+++ 原文 +++

但在这里,我不是队长了,又不在一个班里,我怎么替他说话?我是跟他一样的专政对象啊,还得提防有人打你的小报告。

想来想去,晚饭的时候我找到王决(中央电台文艺部曲艺组的曲艺作家与研究家),他跟刘宝瑞比我还熟。他不会以为刘宝瑞偷奸耍滑,更不会说他装病……我说,看宝瑞那样儿,得让他歇歇工了。王决跟他在一个班里,也许能不露痕迹地向谁提醒一下。

夜里下起雨,天亮也没停,这样的天气照例是学习,想到刘宝瑞跟大伙儿一样不用出工,我心里也踏实了一点。或许我们求情没用,老天爷才管用。

一早出屋洗漱,发现刘宝瑞他们那间屋子情况异常,小小骚动,却是无声的骚动。我们所有的人都被告知“不许乱说乱动”的,平时便缄口不言,彼此不过话不打招呼。这个早晨,不但他们班里的人板着面孔,还有铁青着脸的“干部”出人。发生了什么事情了?

早饭场上仍然鸦雀无声。但从别的班的嘁嘁喳喳里,模糊地听说刘宝瑞死了,——并且说是吃安眠药自杀的。

自杀,就是“自绝于党,自绝于人民”了。他为什么出此下策?要么是看不到前途,一死了之;但也许就是因为“心口疼”,又还得下地干活,难以忍受病痛之苦,自求解脱……

我又看到他那双凄楚的,绝望中残存着一线期求的眼光。像针扎着我的心。

+++

练习题目 1:
请显示数据行中所有含有字符串“fence”的行,区分大小写。

+++ 原始数据行 +++

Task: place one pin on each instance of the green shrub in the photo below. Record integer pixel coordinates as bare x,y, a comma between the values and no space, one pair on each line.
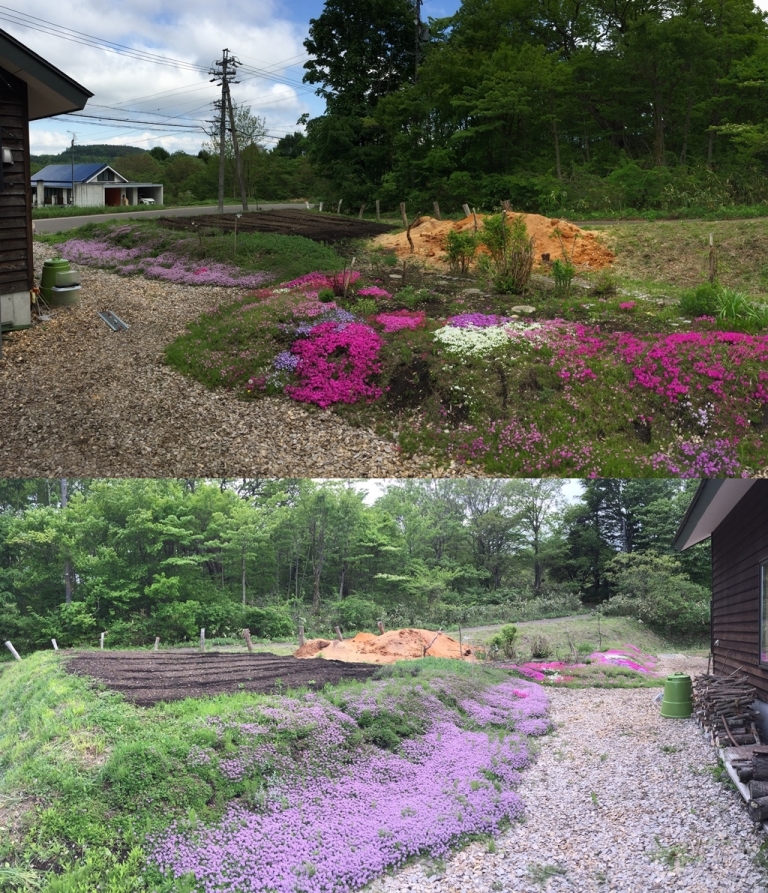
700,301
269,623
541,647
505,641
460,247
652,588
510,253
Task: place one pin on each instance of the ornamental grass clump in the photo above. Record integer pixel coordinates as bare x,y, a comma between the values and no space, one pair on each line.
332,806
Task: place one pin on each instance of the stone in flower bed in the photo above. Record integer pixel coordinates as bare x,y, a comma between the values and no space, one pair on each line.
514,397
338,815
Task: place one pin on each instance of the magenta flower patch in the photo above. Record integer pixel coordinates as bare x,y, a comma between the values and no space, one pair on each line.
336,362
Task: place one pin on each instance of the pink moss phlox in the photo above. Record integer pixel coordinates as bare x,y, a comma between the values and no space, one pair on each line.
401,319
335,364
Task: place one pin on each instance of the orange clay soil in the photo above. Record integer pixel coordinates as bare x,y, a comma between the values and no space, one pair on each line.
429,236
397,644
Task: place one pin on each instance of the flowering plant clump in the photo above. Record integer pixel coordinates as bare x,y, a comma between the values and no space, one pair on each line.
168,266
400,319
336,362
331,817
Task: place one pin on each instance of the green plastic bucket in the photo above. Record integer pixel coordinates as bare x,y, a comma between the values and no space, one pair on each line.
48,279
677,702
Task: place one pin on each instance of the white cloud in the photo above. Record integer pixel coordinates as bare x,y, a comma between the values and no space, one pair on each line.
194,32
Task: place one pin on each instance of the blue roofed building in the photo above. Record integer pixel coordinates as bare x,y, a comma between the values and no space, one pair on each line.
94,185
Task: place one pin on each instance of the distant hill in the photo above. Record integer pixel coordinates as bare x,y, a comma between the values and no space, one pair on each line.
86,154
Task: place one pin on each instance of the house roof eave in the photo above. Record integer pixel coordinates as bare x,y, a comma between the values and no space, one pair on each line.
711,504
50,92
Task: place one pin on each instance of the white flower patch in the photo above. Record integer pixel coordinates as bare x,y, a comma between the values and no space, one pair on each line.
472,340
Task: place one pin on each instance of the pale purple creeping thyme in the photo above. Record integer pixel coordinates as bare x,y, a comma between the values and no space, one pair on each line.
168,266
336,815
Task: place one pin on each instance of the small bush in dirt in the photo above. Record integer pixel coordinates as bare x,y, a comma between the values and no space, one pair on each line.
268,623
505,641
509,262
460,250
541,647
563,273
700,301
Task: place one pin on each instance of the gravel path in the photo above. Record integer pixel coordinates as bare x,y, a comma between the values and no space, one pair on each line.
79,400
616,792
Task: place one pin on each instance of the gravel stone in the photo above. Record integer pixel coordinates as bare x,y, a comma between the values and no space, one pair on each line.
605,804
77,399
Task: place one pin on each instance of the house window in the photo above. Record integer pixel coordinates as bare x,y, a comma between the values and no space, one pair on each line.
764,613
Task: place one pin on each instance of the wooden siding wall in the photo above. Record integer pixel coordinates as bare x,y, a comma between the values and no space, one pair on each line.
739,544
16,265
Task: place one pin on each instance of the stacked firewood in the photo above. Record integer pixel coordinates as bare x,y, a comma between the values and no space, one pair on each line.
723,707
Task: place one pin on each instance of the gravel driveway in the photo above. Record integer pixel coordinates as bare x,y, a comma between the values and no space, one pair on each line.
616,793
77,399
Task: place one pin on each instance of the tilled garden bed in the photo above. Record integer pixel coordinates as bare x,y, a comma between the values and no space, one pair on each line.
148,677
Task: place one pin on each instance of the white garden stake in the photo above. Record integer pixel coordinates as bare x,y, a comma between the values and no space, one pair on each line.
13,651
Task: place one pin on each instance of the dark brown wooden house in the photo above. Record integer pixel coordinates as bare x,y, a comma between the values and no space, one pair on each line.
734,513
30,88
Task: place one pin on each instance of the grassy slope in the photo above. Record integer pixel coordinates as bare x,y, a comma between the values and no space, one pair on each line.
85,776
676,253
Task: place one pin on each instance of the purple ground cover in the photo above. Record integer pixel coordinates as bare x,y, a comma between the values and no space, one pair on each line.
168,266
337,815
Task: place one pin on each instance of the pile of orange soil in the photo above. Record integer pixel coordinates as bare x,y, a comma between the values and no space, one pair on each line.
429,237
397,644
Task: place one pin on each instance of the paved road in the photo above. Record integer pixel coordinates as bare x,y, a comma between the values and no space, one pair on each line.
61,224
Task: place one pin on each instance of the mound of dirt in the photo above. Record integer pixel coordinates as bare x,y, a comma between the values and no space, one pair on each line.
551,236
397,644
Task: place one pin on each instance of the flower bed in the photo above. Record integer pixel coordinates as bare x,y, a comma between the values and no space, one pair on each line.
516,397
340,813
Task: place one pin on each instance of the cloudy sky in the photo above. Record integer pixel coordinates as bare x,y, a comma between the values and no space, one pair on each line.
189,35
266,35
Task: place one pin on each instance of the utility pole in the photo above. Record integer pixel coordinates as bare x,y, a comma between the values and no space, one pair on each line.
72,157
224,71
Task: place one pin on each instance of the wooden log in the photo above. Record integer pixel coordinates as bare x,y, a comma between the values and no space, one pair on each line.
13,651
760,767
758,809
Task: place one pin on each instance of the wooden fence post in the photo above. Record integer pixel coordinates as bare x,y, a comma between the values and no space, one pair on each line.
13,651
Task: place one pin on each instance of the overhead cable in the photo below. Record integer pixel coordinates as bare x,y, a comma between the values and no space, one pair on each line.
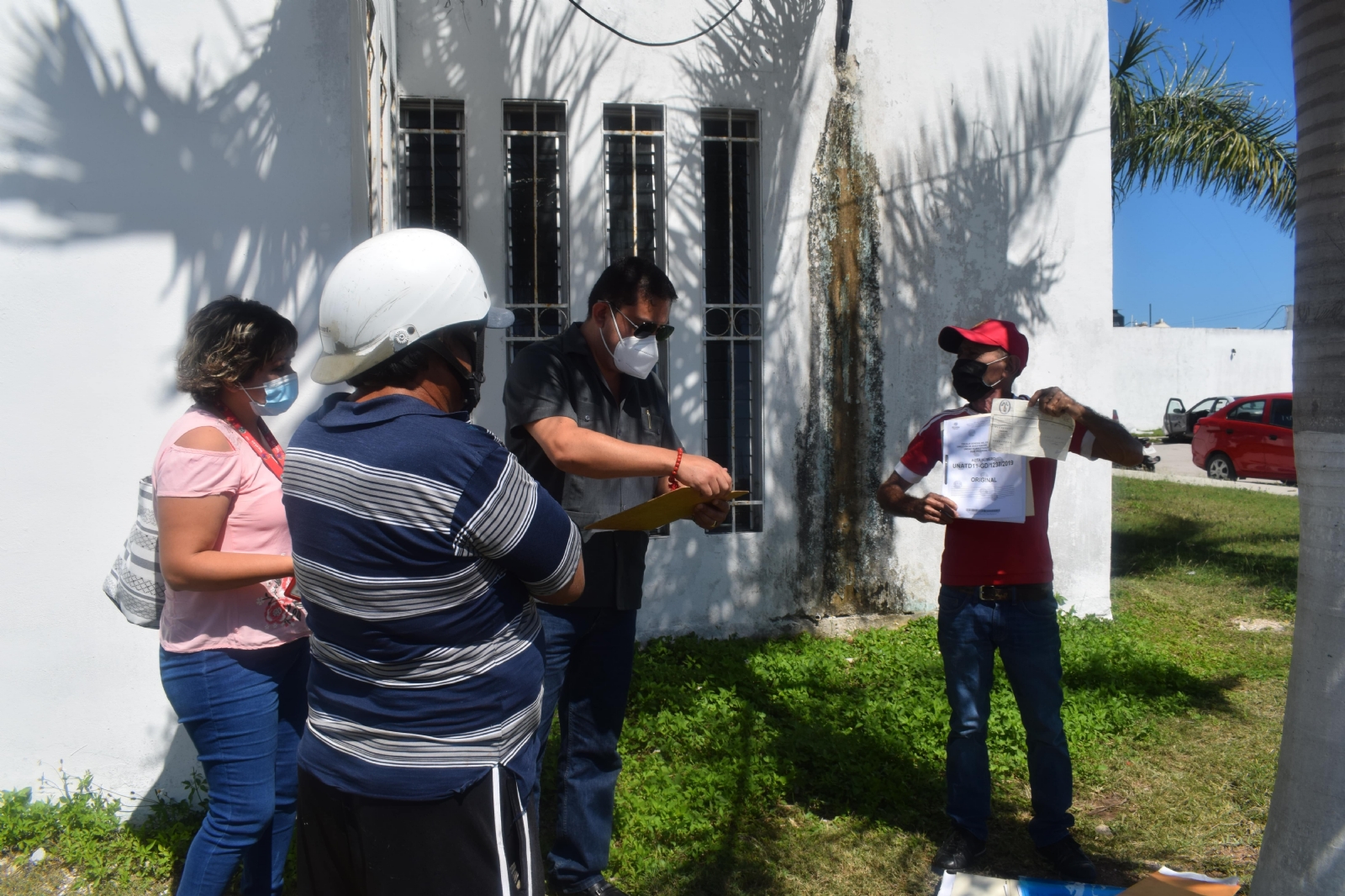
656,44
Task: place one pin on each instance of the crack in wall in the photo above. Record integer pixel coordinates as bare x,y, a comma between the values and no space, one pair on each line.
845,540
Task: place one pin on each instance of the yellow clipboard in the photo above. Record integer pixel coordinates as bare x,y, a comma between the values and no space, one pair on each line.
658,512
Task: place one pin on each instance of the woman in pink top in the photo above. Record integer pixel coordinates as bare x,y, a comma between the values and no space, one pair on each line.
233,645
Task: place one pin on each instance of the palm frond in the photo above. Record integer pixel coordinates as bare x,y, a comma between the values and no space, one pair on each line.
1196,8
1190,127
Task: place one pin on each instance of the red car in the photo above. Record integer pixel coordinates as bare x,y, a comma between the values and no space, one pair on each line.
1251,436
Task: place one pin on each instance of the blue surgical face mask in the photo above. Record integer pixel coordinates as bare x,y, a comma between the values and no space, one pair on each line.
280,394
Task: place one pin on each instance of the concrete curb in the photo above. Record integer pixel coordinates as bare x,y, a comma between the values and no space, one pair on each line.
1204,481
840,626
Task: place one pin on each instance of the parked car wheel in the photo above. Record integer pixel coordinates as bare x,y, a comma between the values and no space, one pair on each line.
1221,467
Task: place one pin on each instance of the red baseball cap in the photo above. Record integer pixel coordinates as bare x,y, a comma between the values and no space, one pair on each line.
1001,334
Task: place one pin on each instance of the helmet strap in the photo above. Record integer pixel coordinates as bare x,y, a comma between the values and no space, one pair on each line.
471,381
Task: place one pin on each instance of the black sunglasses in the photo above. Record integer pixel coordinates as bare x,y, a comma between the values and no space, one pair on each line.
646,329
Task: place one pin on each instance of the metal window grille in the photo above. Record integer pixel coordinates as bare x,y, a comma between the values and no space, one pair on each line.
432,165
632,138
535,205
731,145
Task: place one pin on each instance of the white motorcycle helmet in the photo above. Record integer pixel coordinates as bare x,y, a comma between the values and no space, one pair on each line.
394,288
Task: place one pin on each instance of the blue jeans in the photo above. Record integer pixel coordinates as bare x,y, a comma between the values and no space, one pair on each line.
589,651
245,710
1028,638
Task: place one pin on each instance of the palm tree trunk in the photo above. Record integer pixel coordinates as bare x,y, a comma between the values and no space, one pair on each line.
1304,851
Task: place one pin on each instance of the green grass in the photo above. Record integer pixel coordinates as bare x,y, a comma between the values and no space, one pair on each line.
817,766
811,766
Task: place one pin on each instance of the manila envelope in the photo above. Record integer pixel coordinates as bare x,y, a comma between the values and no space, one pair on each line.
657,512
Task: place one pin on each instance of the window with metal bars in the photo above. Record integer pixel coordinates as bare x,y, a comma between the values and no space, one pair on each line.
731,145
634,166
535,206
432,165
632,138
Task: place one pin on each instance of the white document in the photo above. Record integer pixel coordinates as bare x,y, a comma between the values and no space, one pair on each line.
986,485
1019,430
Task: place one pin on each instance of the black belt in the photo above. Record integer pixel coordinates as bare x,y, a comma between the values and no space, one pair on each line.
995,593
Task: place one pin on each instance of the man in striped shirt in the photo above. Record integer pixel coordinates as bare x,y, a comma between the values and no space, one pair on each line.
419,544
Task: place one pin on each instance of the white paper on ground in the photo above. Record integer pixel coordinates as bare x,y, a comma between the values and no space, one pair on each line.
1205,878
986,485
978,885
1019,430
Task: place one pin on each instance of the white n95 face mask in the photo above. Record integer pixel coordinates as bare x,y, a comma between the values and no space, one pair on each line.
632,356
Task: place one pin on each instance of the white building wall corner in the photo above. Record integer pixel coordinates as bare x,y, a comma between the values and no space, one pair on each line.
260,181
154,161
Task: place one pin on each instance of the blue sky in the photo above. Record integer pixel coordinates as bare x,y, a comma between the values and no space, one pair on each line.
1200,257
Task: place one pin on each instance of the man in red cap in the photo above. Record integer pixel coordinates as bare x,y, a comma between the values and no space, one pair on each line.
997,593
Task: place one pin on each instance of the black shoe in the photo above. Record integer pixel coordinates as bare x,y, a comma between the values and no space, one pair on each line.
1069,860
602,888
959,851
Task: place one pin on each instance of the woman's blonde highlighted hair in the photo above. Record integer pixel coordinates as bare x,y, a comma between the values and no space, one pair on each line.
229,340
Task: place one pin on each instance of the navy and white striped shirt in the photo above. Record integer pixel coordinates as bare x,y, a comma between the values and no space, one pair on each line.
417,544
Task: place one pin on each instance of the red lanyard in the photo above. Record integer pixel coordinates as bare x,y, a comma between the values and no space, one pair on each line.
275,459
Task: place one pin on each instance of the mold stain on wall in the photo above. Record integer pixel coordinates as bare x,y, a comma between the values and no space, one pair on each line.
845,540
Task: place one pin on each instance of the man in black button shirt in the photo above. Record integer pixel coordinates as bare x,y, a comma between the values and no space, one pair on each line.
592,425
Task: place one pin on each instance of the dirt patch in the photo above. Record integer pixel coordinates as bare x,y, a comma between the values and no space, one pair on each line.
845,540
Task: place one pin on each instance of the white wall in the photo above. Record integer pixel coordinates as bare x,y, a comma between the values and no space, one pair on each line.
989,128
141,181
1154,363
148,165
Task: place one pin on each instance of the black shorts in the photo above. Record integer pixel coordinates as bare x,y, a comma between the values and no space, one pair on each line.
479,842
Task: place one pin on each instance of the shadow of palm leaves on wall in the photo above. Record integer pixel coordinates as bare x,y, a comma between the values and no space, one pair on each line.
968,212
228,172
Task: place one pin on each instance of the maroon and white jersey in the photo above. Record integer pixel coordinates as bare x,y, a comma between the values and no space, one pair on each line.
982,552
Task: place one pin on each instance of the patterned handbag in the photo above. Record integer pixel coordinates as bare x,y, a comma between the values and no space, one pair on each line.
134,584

+++

练习题目 2:
在这段讲述刘宝瑞之死的原文中,王决在中央电台文艺部是做什么的?

完整答案 1:
Task: place one pin on each instance of the wooden fence post in the photo above. Record integer pixel coordinates as bare x,y, a comma between the values and no space, one pair on each line.

完整答案 2:
王决是中央电台文艺部曲艺组的曲艺作家与研究家。